Burak Metin'in Hikayesi
Mutfağa olan merakım beni hiç tahmin etmediğim serüvenlere sürükledi. 3-4 yaşlarımdan beri mutfağa olan ilgim sayesinde 9-10 yaşlarına geldiğimde neredeyse bir ev mutfağında yapamadığım hiçbir yemek kalmamıştı. Büyüdüğüm yerde tarımla uğraşmamda buna fazlasıyla ek katkı sağladı. Lezzetlerin hikâyesi, kültürü ve emek kısmı her zaman beni cezbetti. Haliyle lisemi aşçılık üzerine okudum ve çok özel 5 yıldızlı otel ve sayılı restoranlarda staj yapma imkanına sahip oldum. Ardından bu işin üniversitesini okumaya karar verdim. Aşçılar diyarı olan Mengen de üniversitemi bitirdim ve sonrasında yeni bir usta adayı olarak mesleğimi yapmaya devam ettim. Tabi askerliğimde de aynı şekilde mutfakta yer aldım.

Veri Kayıtları:

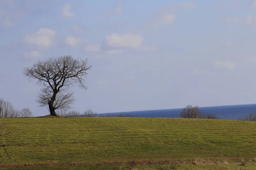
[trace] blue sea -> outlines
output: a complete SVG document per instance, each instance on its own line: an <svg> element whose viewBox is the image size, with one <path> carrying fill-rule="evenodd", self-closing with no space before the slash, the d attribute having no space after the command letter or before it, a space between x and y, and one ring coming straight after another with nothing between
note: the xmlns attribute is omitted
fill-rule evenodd
<svg viewBox="0 0 256 170"><path fill-rule="evenodd" d="M244 117L250 113L256 113L256 104L212 106L199 108L204 113L216 115L223 119L238 120ZM151 110L109 113L111 115L128 114L129 116L139 117L180 117L179 113L182 108L155 110ZM99 114L98 116L102 114Z"/></svg>

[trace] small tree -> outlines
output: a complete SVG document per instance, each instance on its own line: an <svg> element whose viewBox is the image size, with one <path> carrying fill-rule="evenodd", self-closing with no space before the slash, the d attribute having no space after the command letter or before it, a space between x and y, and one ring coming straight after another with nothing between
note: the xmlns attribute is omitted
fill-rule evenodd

Görev:
Burak Metin'in mutfak serüvenini anlatan okuma metnini, son cümlesinin ardından yazarak sürdürün.

Alıştırma Çıktısı:
Türkiye’nin İzmir, Antalya, Muğla, Düzce, Sakarya illerinde mutfaklarda çalışarak basamakları hem alaylı hem de okullu olarak bir bir tırmandım. Gerçekten de severek yaptığım için sadece mutfakta kalmanın yetersiz olduğunu düşünerek gastronomik seyahatler, mesleğimle alakalı fuarlar, yarışmalar, geziler ve ziyaretler yapmaya devam ettim. Elbette ki ne kadar ünlü ve lider şef varsa hepsini yakından takip ederek ve örnek alarak kendimi geliştirmeye devam ettim. Tabi ki de belki de mutfak ve gastronomi adı altında ne kadar kitap varsa hepsini de 2-3 kere okudum. Artık yavaş yavaş mutfakta kendi tarzım, alanım ve mutfak kültürüm şekilleniyordu. Bunları yaparken de sürekli yeni lezzetler tadıyor ve restoranlarda tadım menülerini merakla inceliyordum.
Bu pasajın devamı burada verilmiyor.